▶ [Material for this exercise]:
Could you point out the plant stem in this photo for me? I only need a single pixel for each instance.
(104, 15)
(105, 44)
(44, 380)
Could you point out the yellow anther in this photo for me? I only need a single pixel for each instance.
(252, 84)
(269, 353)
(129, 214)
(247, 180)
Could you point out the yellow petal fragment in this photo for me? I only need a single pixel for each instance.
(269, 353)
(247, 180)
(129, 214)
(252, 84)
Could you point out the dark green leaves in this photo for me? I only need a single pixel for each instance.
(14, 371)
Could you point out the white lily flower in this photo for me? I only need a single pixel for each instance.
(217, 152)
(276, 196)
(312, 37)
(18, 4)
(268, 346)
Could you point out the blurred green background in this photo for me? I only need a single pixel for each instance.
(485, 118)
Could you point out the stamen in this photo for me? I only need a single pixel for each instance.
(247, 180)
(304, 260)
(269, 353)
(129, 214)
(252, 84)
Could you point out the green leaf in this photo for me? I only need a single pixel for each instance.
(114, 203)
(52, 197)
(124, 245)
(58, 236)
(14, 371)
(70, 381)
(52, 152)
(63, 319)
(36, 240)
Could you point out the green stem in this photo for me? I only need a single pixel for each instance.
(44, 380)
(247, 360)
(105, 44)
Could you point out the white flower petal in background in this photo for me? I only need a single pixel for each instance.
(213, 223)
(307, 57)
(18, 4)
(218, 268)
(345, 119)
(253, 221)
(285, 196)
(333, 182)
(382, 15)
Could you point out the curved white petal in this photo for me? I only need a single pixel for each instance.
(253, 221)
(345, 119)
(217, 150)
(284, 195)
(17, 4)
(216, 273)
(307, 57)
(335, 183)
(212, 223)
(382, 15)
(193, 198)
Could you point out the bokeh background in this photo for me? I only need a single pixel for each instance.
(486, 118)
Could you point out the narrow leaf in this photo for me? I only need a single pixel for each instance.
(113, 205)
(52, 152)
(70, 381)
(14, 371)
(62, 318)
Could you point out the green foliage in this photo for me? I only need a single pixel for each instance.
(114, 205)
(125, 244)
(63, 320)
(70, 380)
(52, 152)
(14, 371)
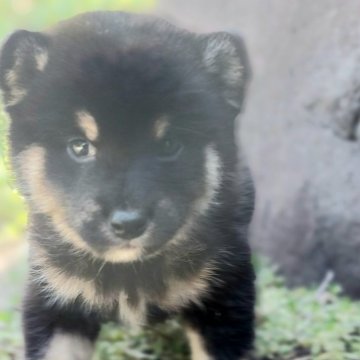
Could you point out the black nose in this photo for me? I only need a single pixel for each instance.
(128, 224)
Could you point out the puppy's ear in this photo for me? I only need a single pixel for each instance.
(225, 58)
(23, 57)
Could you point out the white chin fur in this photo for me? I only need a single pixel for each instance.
(123, 254)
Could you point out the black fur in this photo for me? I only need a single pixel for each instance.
(127, 71)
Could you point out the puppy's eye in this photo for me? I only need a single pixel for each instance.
(81, 150)
(169, 149)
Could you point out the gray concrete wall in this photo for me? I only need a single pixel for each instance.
(300, 128)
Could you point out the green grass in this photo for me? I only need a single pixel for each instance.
(299, 324)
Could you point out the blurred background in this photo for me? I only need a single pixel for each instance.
(301, 135)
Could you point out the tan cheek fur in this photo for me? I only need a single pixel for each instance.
(44, 197)
(68, 347)
(87, 124)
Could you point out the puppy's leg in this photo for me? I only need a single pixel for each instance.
(53, 333)
(223, 329)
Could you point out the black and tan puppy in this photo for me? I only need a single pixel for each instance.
(122, 138)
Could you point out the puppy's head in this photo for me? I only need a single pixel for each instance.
(121, 127)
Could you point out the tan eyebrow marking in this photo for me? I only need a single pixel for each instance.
(160, 127)
(88, 124)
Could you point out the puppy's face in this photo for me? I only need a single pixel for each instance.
(117, 128)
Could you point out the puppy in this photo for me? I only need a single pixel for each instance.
(122, 139)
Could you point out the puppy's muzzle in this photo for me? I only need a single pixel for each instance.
(128, 224)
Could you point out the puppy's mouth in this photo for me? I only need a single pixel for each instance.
(117, 249)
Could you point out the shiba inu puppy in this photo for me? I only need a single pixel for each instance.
(122, 140)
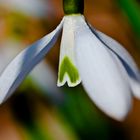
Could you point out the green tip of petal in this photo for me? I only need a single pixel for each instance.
(73, 6)
(67, 67)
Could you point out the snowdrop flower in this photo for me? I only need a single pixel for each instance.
(106, 70)
(41, 76)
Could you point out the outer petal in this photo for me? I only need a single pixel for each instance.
(17, 70)
(126, 60)
(104, 79)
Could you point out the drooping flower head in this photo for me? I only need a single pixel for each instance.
(106, 70)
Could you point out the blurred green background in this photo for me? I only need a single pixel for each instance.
(41, 111)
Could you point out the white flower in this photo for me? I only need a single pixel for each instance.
(107, 71)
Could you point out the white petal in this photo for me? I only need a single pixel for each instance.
(121, 53)
(104, 79)
(126, 60)
(67, 55)
(44, 76)
(23, 63)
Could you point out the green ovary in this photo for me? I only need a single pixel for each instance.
(66, 67)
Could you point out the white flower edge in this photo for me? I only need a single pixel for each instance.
(23, 63)
(126, 60)
(103, 76)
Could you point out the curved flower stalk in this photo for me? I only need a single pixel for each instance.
(106, 70)
(33, 8)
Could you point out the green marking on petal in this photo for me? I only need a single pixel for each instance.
(67, 67)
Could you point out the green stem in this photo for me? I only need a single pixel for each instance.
(73, 7)
(132, 10)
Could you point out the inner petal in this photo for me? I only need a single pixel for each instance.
(68, 71)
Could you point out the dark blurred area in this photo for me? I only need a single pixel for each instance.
(39, 110)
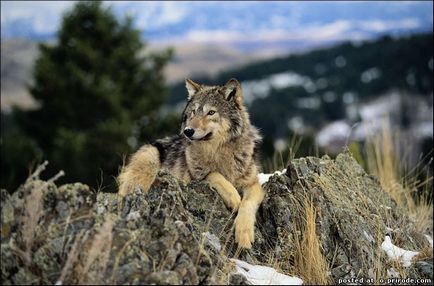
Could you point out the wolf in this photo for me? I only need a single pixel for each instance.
(217, 143)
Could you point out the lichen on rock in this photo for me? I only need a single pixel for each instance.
(183, 234)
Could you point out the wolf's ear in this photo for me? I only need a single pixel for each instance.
(232, 91)
(192, 87)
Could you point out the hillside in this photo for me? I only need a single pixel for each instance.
(322, 220)
(328, 91)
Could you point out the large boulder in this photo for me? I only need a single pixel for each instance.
(183, 234)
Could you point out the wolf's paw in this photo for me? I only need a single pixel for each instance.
(234, 201)
(125, 189)
(244, 230)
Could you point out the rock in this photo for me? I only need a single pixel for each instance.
(183, 234)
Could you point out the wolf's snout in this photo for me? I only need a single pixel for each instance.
(188, 132)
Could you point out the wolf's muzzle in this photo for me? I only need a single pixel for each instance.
(188, 132)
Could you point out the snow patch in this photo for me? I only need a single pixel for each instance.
(263, 178)
(396, 253)
(263, 275)
(338, 130)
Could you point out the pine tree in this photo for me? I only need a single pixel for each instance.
(93, 85)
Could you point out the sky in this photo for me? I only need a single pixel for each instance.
(235, 21)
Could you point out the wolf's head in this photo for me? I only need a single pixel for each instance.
(213, 112)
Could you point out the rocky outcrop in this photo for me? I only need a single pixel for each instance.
(183, 234)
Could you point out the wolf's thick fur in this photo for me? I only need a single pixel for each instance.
(217, 143)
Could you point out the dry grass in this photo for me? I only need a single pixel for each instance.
(310, 263)
(382, 161)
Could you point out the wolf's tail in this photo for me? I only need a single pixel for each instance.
(140, 171)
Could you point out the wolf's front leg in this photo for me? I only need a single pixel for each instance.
(140, 171)
(225, 189)
(245, 221)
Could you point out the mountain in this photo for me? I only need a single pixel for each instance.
(293, 25)
(332, 89)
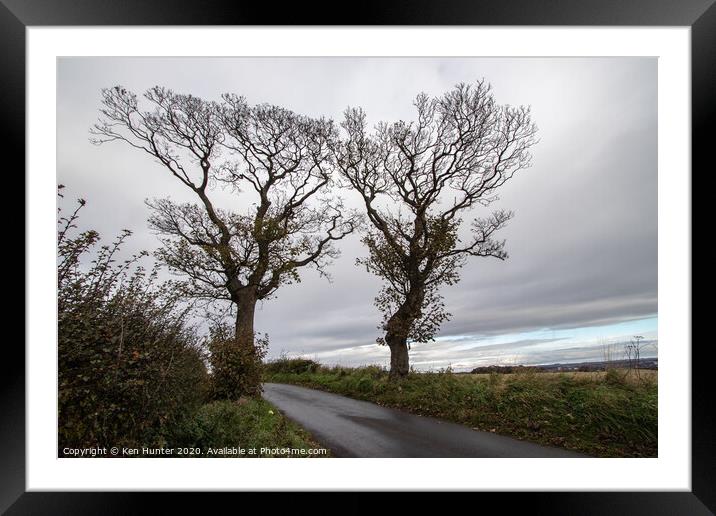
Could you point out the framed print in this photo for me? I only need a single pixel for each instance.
(439, 239)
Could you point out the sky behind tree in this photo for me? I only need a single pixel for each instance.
(583, 243)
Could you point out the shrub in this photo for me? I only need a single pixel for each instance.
(128, 365)
(287, 365)
(235, 371)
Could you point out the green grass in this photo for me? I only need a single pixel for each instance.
(603, 415)
(250, 423)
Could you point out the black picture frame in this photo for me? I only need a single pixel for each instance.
(16, 15)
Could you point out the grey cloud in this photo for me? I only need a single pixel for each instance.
(583, 243)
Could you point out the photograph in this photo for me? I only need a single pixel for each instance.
(343, 256)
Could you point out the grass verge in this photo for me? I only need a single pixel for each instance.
(220, 428)
(603, 415)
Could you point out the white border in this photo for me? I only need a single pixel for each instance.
(670, 471)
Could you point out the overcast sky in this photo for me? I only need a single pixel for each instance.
(583, 244)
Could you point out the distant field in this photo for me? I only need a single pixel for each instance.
(629, 377)
(603, 414)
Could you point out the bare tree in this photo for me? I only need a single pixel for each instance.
(278, 156)
(415, 180)
(632, 352)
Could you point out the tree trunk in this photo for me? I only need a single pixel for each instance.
(245, 310)
(396, 333)
(399, 360)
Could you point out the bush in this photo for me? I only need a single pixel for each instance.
(128, 366)
(235, 371)
(287, 365)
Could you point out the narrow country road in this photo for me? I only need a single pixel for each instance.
(353, 428)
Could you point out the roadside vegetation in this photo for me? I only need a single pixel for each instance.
(132, 371)
(603, 414)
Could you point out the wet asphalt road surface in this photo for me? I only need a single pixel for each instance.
(354, 428)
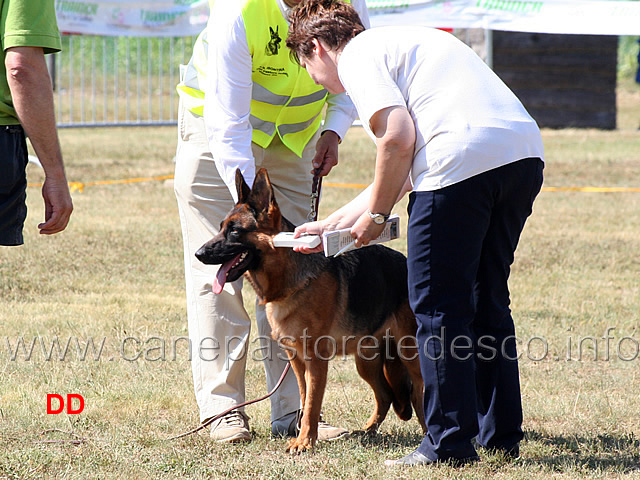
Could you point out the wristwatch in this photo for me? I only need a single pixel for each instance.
(378, 218)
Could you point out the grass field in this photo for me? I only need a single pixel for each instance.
(110, 288)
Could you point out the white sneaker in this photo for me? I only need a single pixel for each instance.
(232, 428)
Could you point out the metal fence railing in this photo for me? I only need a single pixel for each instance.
(117, 81)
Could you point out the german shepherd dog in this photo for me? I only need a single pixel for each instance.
(321, 307)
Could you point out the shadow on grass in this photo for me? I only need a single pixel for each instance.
(597, 452)
(385, 441)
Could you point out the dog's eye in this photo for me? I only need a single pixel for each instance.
(235, 231)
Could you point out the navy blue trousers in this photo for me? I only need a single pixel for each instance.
(13, 184)
(461, 244)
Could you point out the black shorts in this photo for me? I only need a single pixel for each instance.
(13, 184)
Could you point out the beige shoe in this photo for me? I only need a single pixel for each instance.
(328, 433)
(232, 428)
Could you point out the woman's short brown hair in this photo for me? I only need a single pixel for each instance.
(333, 22)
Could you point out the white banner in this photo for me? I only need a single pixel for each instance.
(150, 18)
(542, 16)
(189, 17)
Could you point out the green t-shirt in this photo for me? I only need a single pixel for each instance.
(24, 23)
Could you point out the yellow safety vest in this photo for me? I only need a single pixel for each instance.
(284, 100)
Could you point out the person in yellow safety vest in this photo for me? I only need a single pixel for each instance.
(244, 104)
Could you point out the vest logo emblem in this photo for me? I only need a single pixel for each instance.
(274, 44)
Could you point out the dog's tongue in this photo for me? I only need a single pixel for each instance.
(221, 276)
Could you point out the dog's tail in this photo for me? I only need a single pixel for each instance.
(399, 380)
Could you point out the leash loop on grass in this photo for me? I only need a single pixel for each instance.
(220, 415)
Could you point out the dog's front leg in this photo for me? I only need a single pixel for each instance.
(316, 382)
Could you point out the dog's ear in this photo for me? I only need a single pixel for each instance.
(242, 188)
(262, 198)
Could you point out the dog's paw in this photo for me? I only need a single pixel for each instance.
(299, 445)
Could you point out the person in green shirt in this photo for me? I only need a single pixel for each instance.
(28, 30)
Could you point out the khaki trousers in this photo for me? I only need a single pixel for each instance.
(219, 325)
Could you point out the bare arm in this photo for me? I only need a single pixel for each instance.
(396, 133)
(32, 96)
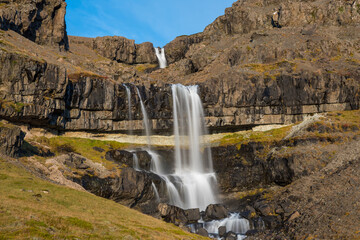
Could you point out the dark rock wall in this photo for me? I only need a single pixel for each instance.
(41, 94)
(42, 21)
(11, 140)
(124, 50)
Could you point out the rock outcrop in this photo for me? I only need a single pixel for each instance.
(11, 140)
(177, 215)
(42, 21)
(124, 50)
(247, 71)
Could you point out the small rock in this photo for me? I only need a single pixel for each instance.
(251, 232)
(293, 216)
(215, 212)
(98, 149)
(203, 232)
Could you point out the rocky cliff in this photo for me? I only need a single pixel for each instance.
(249, 72)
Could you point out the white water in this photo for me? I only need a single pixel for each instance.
(136, 162)
(160, 54)
(193, 183)
(128, 93)
(145, 120)
(156, 192)
(234, 223)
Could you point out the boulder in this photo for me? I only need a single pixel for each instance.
(11, 140)
(41, 21)
(120, 157)
(177, 215)
(144, 159)
(203, 232)
(215, 212)
(230, 236)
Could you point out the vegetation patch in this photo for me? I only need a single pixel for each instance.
(89, 148)
(23, 216)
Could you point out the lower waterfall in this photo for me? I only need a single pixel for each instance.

▶ [Instructions for the task]: Everything from the line with "Could you point out the person in green" through the end of the records above, and nothing else, is to be quoted exactly; please leave the pictures out.

▶ [Answer area]:
Could you point out the person in green shirt in this photo for me? I only need a single pixel for each instance.
(28, 30)
Could you point out the khaki trousers in this photo for me? I only need a single pixel for each instance.
(219, 325)
Could you point out the bare arm in this photo for me? I only need a single pixel for each instance.
(396, 133)
(32, 96)
Could you point out the dark rock wall in this photo for me? I only need a single pixel for each instance.
(41, 94)
(42, 21)
(11, 140)
(124, 50)
Could you point out the rock outcrop in this photo for me? I only need a single pixel for each instance.
(11, 140)
(177, 215)
(42, 21)
(124, 50)
(247, 71)
Could you point out the small rock in this photo for me? I only need a single pixel for each instance.
(251, 232)
(293, 216)
(215, 212)
(98, 149)
(203, 232)
Could you point out the rocky cliff in this photo for me? I only need a single pixel for each instance.
(249, 72)
Could you point out the white water in this photo for me? I only need a single pixel for each instance.
(136, 162)
(160, 54)
(193, 183)
(128, 93)
(145, 120)
(156, 192)
(234, 223)
Could you point out the boulder in this photo for me? I only need a single pixel for each instance.
(11, 140)
(41, 21)
(120, 157)
(177, 215)
(144, 159)
(203, 232)
(215, 212)
(230, 236)
Could you point out the vegetation patch in this photo for me? I only need a single pixel for each instance.
(89, 148)
(23, 216)
Could you point out the lower waterfall in this photo for me? I only need a single pixel for each instance.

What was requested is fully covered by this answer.